- **TO-DO LIST**
(a) Translate this sentence from the Descriptive Video Service thread into Spanish: "In my area Descriptive Video is usually on what is called French."
(b) In the Descriptive Video Service thread, update everything from "The trick is, if" down to "me crazy already...", with "French" changed to "Spanish".

- **TEXT BLOCK**
● ● ● ●
# Descriptive Video Service



## ctphoto (Mar 10, 2016)

All of a sudden I am getting Descriptive Video Service from PBS on Channel 13 in New Jersey. I contacted Charter Cable and they said its my Tivo, and there is nothing they can do about it. I have tried turning alternative audio setting off and on, no change.


----------



## Dan203 (Apr 17, 2000)

If you pull up the banner while the recording is playing and then select the DD icon in the menu there is a way to change which audio stream is playing.


----------



## ctphoto (Mar 10, 2016)

Dan203 said:


> If you pull up the banner while the recording is playing and then select the DD icon in the menu there is a way to change which audio stream is playing.


Do you mean the Dolby Digital icon? If I select that and try the settings I still get the Descriptive Video Service dialog over the regular audio.


----------



## Dan203 (Apr 17, 2000)

There was a weird bug a while back where TiVo would always play the descriptive audio for some stations, something about how it was interleaved with the regular audio. But they fixed that a long time ago and I haven't seen anyone else complain since. 

The only way to really know if it's the TiVos fault is to watch the same channel on a regular bix and see if it does the same thing. If it doesn't then you'll have to call TiVo.


----------



## ctphoto (Mar 10, 2016)

I did look on another TV in our house with a Charter Box, it did not have the issue, so I assume it is just the Tivo doing it. Its the only channel it is happening to, weird.


----------



## Dan203 (Apr 17, 2000)

Might want to call TiVo support and at least log the bug. 

What channel is it? I have Charter too, so maybe I can duplicate the issue and file a report in solidarity.


----------



## ctphoto (Mar 10, 2016)

Channel 13 WNET PBS, New York - New Jersey


----------



## Dan203 (Apr 17, 2000)

Unfortunately I live across the country so I don't have access to that channel. I tried my local PBS channel and I did not get the descriptive audio.


----------



## sdjernes (Sep 6, 2016)

ctphoto said:


> Channel 13 WNET PBS, New York - New Jersey


As a user of description video services and someone who works with various blind consumers around my state. I am low vision and love my TiVo System.

I am also a Charter customer, Nebraska.

The descriptive video audio is transmitted in what use to be called the SAP (secondary audio program) stream embedded in the MTS Stereo audio of an analog TV channel.

The trick is, if your area has gone like ours, there are no analog channels and you have a CableCARD and Tuning Adapter. In this case it is a language stream.

In my area Descriptive Video is usually on what is called French.

To get to the language streams on the TiVo, I press the "Info" button (second down from top on Right side of my Romeo/Mini remotes). Then I down arrow twice to Audio.


----------



## LinzPlace! (Nov 15, 2016)

This just started with me today! Fox Channel 11 on an old Series2 TiVo I've had for years. The "Info" solution doesn't work; there is no audio option on this box through the Info button. And it's not the TV - everything is off. Help! This is driving me crazy already...


----------



## ctphoto (Mar 10, 2016)

It is your cable company signal, they call it overdrive. Charter came to my house and put a signal reducer on my line and that fixed it.


----------
● ● ● ●
- **SUPPLIED DATA**

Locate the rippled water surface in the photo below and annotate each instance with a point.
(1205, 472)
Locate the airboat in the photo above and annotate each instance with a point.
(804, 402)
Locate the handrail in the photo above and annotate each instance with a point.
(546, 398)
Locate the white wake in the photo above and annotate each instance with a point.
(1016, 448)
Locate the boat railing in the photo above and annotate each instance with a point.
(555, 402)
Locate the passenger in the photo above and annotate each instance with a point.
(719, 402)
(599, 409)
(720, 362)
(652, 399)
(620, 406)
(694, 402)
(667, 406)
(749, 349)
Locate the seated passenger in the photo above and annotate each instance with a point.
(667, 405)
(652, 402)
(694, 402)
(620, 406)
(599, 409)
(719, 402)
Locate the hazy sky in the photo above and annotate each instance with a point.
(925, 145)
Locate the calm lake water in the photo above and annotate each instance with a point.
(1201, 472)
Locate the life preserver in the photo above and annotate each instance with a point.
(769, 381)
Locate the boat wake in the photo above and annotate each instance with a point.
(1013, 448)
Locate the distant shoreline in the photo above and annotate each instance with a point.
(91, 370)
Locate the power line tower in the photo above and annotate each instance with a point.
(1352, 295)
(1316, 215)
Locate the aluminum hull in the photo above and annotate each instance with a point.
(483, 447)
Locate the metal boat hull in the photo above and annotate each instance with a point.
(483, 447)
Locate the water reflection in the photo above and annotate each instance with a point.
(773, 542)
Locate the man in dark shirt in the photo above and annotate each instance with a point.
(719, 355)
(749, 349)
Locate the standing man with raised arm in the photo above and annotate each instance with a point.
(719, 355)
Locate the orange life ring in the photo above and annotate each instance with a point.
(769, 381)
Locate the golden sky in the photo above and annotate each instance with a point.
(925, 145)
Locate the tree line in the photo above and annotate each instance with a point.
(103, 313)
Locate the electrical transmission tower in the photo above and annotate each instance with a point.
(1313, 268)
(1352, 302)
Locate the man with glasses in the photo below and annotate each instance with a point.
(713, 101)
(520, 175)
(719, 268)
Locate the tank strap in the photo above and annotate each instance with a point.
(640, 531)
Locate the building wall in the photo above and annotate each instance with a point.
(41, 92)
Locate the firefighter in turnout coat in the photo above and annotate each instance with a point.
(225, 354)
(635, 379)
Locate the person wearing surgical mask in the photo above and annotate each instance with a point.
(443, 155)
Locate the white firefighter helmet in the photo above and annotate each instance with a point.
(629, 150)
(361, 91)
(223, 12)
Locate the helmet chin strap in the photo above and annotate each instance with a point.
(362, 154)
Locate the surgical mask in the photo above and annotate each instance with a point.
● ● ● ●
- **SOLUTIONS TO THE PROBLEMS**
(a) En mi zona, la videodescripción suele estar en lo que se llama francés.

(b)
The trick is, if your area has gone like ours, there are no analog channels and you have a CableCARD and Tuning Adapter. In this case it is a language stream.

In my area Descriptive Video is usually on what is called Spanish.

To get to the language streams on the TiVo, I press the "Info" button (second down from top on Right side of my Romeo/Mini remotes). Then I down arrow twice to Audio.


----------



## LinzPlace! (Nov 15, 2016)

This just started with me today! Fox Channel 11 on an old Series2 TiVo I've had for years. The "Info" solution doesn't work; there is no audio option on this box through the Info button. And it's not the TV - everything is off. Help! This is driving me crazy already...